* _Tasks and exercises_:
1 – From the post about the TABLE statement in the channel code, translate this sentence into Spanish: "The h and m values used during simulations are properly controlled by the tables of the voltage dependence of minf, mexp, hinf, and hexp."
2 – Pick up the post about the TABLE statement in the channel code after its last sentence and keep writing it.

* _Supplied text_:
Actually I now realize that most of what I wrote in that post is a lot of rubbish. I must apologize. The one part that wasn't rubbish was when I was quoting Hines.

mtau and htau are merely intermediate variables that are used in the calculation of minf, mexp, hinf, and hexp. The latter four are the variables that are used by this "analytical solution" channel specification to advance simulations from one step to the next, and they are the only variables that have to appear in the TABLE statement. Furthermore, the slight difference that I saw between results with usetable on or off amounts to an offset of about 1 time step, just enough to be detected yet truly inconsequential. The h and m values used during simulations are properly controlled by the tables of the voltage dependence of minf, mexp, hinf, and hexp. Finally, throw out my statement that the simulation would be unaffected if mtau and htau remained constant with their "accidental" values--I tested that by commenting out the TABLE statement in PROCEDURE trates (i.e. the three lines that begin with TABLE, DEPEND, and FROM), and inserting
mtau = 0.0407
htau = 0.277778
just before the closing bracket of PROCEDURE rates, recompiling the mechanisms, and running a simulation. Result: the spike waveform was markedly different (much faster rise and fall, and much briefer duration).

* _Data extract_:
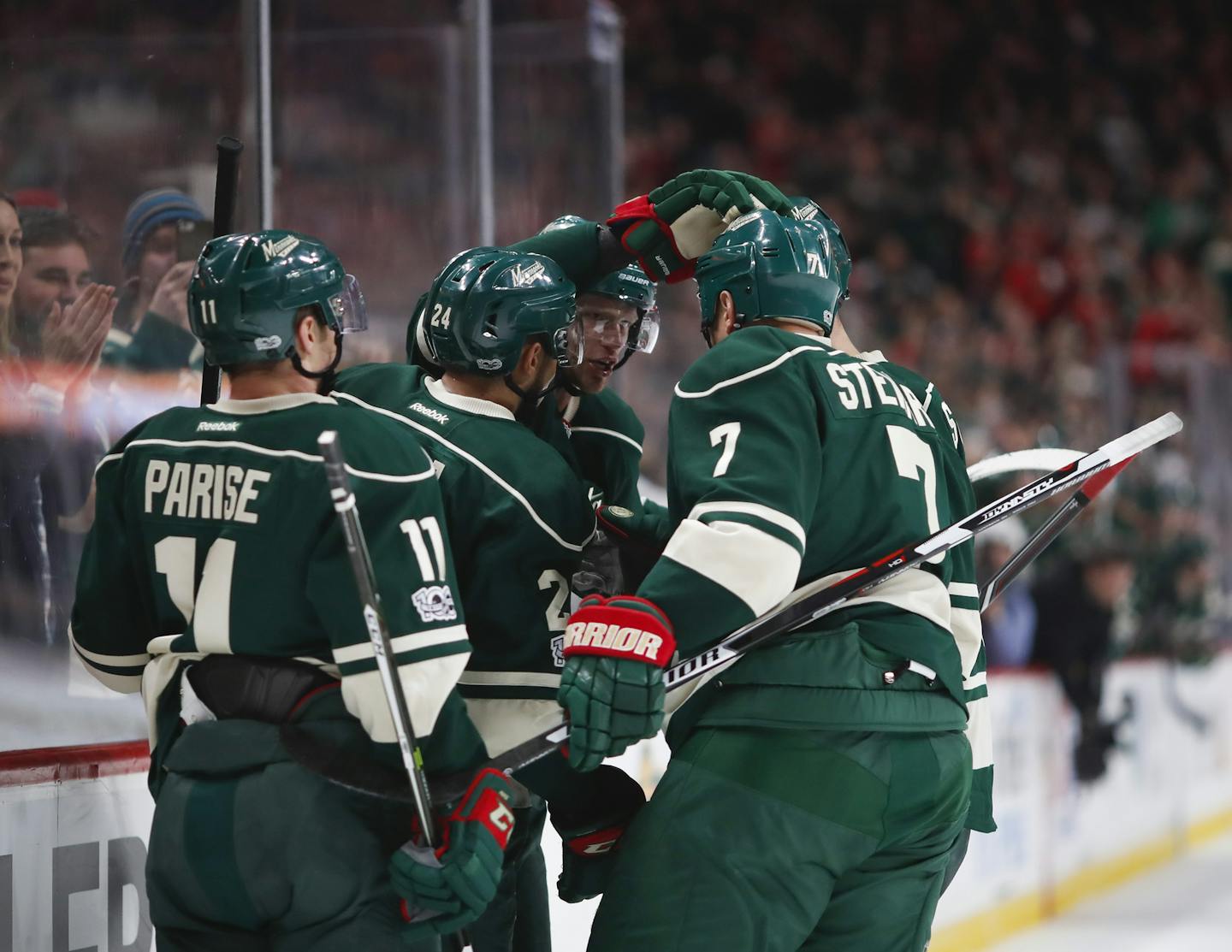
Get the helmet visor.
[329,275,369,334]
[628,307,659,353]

==

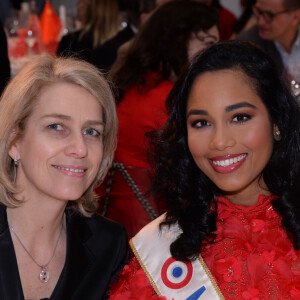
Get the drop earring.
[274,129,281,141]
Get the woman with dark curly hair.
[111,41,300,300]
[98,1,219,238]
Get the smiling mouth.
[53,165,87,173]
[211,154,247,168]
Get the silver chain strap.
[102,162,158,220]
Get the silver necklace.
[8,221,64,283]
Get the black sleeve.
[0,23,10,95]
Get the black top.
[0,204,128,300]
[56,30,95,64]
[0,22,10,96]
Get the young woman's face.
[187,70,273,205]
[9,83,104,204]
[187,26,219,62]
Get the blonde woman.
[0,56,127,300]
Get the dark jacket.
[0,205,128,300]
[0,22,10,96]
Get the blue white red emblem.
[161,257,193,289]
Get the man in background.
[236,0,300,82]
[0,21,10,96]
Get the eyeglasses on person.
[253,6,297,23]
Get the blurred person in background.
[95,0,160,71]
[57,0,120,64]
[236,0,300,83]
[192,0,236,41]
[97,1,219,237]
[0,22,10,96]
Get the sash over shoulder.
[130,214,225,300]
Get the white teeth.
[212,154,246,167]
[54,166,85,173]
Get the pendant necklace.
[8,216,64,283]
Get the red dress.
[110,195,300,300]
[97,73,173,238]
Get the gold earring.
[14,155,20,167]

* _Answers in order_:
1 – Los valores de h y m utilizados durante las simulaciones están debidamente controlados por las tablas de la dependencia del voltaje de minf, mexp, hinf y hexp.

2 –
So there really isn't anything wrong with na3h5.mod OR kd3h5.mod. They are correct as written, and they work properly for the purpose required by the original model authors.

Broader implications? Only the variables that are actually used during an fadvance need to be included in a TABLE statement. If there are intermediate variables whose time course is of interest, but which remain constant when usetable is 1, it is only necessary to set the mechanism's usetable to 0 before running a simulation.